=== Directive ===
Lay out the data below as a two-column CSV with the headers "prompt" and "target", one row per entry, where "prompt" holds the text and "target" holds its answer, each in a single quoted field with line breaks replaced by spaces. Leave the pictures out.

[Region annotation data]

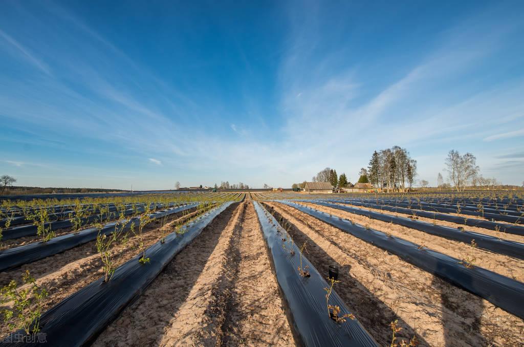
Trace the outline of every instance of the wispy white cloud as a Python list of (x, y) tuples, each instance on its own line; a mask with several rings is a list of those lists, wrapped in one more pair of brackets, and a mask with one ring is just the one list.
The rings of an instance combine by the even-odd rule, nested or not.
[(35, 57), (29, 51), (29, 49), (23, 46), (13, 37), (8, 35), (2, 29), (0, 29), (0, 37), (3, 38), (8, 43), (10, 44), (13, 47), (15, 48), (17, 51), (20, 53), (20, 56), (25, 60), (31, 63), (32, 65), (38, 68), (40, 71), (45, 73), (46, 74), (51, 75), (51, 71), (49, 69), (49, 67), (47, 64), (42, 61), (41, 60)]
[(506, 133), (501, 133), (500, 134), (496, 134), (495, 135), (492, 135), (490, 136), (488, 136), (485, 137), (484, 141), (494, 141), (495, 140), (499, 140), (501, 138), (510, 138), (511, 137), (517, 137), (518, 136), (524, 136), (524, 129), (521, 129), (520, 130), (515, 130), (512, 132), (507, 132)]
[(4, 160), (6, 162), (18, 167), (21, 167), (25, 163), (22, 161), (14, 161), (13, 160)]
[(162, 165), (162, 162), (159, 160), (158, 159), (155, 159), (154, 158), (150, 158), (149, 161), (153, 163), (154, 164), (156, 164), (157, 165)]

=== Solution to the problem ===
prompt,target
"Trace the outline of every instance of the wispy white cloud as a Python list of (x, y) tuples, each instance on its own line; a mask with several rings is a list of those lists, wrapped in one more pair of brackets, and a mask with one ring is just the one list. The rings of an instance combine by the even-odd rule, nested or not.","[(35, 57), (29, 51), (29, 49), (23, 46), (13, 37), (8, 35), (2, 29), (0, 29), (0, 37), (3, 38), (8, 43), (10, 44), (13, 47), (15, 48), (17, 51), (20, 53), (20, 56), (25, 60), (31, 63), (32, 65), (38, 68), (40, 71), (45, 73), (46, 74), (51, 75), (51, 71), (49, 69), (49, 67), (47, 64), (42, 61), (41, 60)] [(506, 133), (501, 133), (500, 134), (496, 134), (495, 135), (492, 135), (490, 136), (488, 136), (485, 137), (484, 141), (494, 141), (495, 140), (499, 140), (501, 138), (510, 138), (511, 137), (517, 137), (518, 136), (524, 136), (524, 129), (521, 129), (520, 130), (515, 130), (512, 132), (507, 132)] [(4, 160), (6, 162), (18, 167), (21, 167), (25, 163), (22, 161), (14, 161), (13, 160)] [(162, 165), (162, 162), (159, 160), (158, 159), (155, 159), (154, 158), (150, 158), (149, 161), (153, 163), (154, 164), (156, 164), (157, 165)]"